Exercise description ▸
Start to finish, retype the entries exactly while omitting the pictures.

(Saved entries)
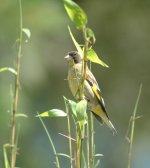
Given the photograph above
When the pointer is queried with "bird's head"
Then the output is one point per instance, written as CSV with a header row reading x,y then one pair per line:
x,y
73,56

Output below ▸
Given the photograph above
When the pointer is queried with "bird's head"
Then the output is one point per instance, written as CSV with a header row reading x,y then one pair per line:
x,y
73,56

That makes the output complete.